== BRIEF ==
Filter the records below, copying each line that contains the string "truck". Treat matches as case-sensitive.

== DATA RECORDS ==

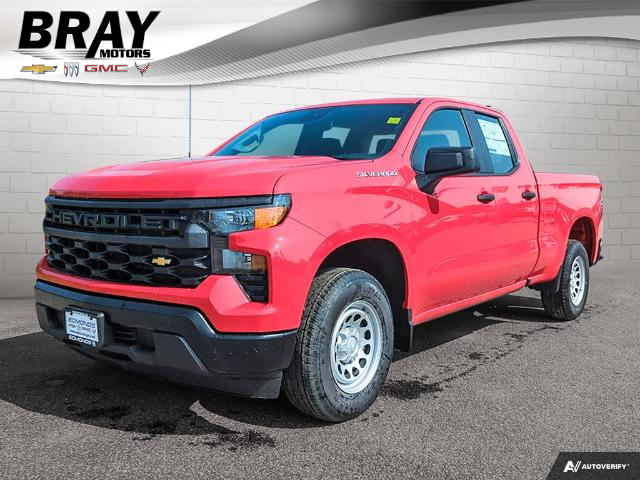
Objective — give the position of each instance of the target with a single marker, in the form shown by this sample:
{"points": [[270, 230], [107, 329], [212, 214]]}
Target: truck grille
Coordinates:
{"points": [[137, 242], [128, 262]]}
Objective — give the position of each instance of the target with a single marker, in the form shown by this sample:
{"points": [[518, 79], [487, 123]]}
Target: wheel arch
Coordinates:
{"points": [[583, 229], [382, 259]]}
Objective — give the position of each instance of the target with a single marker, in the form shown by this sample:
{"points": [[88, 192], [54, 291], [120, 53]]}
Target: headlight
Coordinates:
{"points": [[229, 220], [222, 222]]}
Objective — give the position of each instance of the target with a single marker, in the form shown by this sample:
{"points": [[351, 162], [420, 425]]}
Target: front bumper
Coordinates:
{"points": [[172, 342]]}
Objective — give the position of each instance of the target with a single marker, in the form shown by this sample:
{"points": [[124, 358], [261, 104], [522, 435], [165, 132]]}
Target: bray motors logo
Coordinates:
{"points": [[36, 36]]}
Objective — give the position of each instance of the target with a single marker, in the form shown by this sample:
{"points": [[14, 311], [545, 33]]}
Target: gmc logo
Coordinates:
{"points": [[106, 68], [112, 220]]}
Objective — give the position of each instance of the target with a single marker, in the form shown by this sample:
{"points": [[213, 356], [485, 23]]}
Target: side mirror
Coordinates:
{"points": [[443, 162]]}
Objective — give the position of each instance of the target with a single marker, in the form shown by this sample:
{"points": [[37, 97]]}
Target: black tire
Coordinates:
{"points": [[559, 305], [309, 383]]}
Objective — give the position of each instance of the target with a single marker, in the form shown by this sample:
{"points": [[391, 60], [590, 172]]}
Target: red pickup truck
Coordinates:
{"points": [[301, 252]]}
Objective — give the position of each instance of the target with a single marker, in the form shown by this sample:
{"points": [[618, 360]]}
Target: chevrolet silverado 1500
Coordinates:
{"points": [[296, 256]]}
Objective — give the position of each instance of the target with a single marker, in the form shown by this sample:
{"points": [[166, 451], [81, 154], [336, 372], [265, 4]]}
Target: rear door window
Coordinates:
{"points": [[443, 128], [495, 138]]}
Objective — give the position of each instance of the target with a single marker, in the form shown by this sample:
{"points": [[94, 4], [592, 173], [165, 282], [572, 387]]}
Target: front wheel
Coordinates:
{"points": [[344, 346], [568, 302]]}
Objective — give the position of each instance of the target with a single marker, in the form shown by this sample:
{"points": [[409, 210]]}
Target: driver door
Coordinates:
{"points": [[456, 232]]}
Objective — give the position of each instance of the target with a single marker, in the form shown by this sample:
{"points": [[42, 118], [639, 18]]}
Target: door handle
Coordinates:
{"points": [[486, 197]]}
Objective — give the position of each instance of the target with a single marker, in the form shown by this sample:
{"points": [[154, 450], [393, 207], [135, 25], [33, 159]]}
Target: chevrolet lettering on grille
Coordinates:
{"points": [[112, 220]]}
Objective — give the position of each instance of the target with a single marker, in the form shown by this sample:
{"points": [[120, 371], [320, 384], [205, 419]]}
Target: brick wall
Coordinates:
{"points": [[574, 102]]}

== SOLUTION BELOW ==
Target: truck grille
Target: red pickup truck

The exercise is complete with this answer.